__EXTRACT TO READ__.

SEX WORK IS WORK

"Sex work is work" it's a documental project that started in 2019 after more than fifteen years of sex work experience delivering an intimate immersion and a portrait of the sex industry from within.

Questioning the stigmatizing ways that depict sex work, these portraits come from a sensible gaze into the everyday life, the simple, beautiful and real day to day routine, how they interact and coexist, portraying friends and coworkers who consent to show these images which result from a shared life experience.

Based on those shared experiences and thoughts, these pieces stand for the reality of those who choose erotic capital as a way of living, acknowledging desire and pleasure as valid assets based on an ancient lifestyle that survives despite all the prejudices against it.

This invaluable documentary material that is just a glance into the intimacy of sex workers inside the sex industry covering from Companion (Full Service), Professional fetishism, Erotic Masseuses and Strippers as part of this ongoing project, in constant evolution and examination of the dynamics inside this business, affirming sex work and offering an embodied sight of it.

Night Shift.

Miami, USA.

"Satin Dolls", "Irene Houses", more commonly called Brothels. Maria Teresa.

 Punta Arenas, Chile.

"Vacío legal". Nightclub.

 Santiago de Chile.

Punta Arenas, Chile.

Brooklyn, New York.

Domination. 

Miami Beach, USA.

Fetish Professional.

New York, USA.

"Storyville, New Orleans", legally established red-light district, existed from January 1, 1898, to the fall of 1917, when it was closed by the United States Department of the Navy.”

__AIM__.
Reproduce the text above about the "Sex work is work" documentary project word for word, from its title through the last line.

__SOURCE DATA__.
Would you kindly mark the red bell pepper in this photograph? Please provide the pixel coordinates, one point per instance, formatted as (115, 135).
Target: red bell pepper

__FULL ANSWER__.
SEX WORK IS WORK

"Sex work is work" it's a documental project that started in 2019 after more than fifteen years of sex work experience delivering an intimate immersion and a portrait of the sex industry from within.

Questioning the stigmatizing ways that depict sex work, these portraits come from a sensible gaze into the everyday life, the simple, beautiful and real day to day routine, how they interact and coexist, portraying friends and coworkers who consent to show these images which result from a shared life experience.

Based on those shared experiences and thoughts, these pieces stand for the reality of those who choose erotic capital as a way of living, acknowledging desire and pleasure as valid assets based on an ancient lifestyle that survives despite all the prejudices against it.

This invaluable documentary material that is just a glance into the intimacy of sex workers inside the sex industry covering from Companion (Full Service), Professional fetishism, Erotic Masseuses and Strippers as part of this ongoing project, in constant evolution and examination of the dynamics inside this business, affirming sex work and offering an embodied sight of it.

Night Shift.

Miami, USA.

"Satin Dolls", "Irene Houses", more commonly called Brothels. Maria Teresa.

 Punta Arenas, Chile.

"Vacío legal". Nightclub.

 Santiago de Chile.

Punta Arenas, Chile.

Brooklyn, New York.

Domination. 

Miami Beach, USA.

Fetish Professional.

New York, USA.

"Storyville, New Orleans", legally established red-light district, existed from January 1, 1898, to the fall of 1917, when it was closed by the United States Department of the Navy.”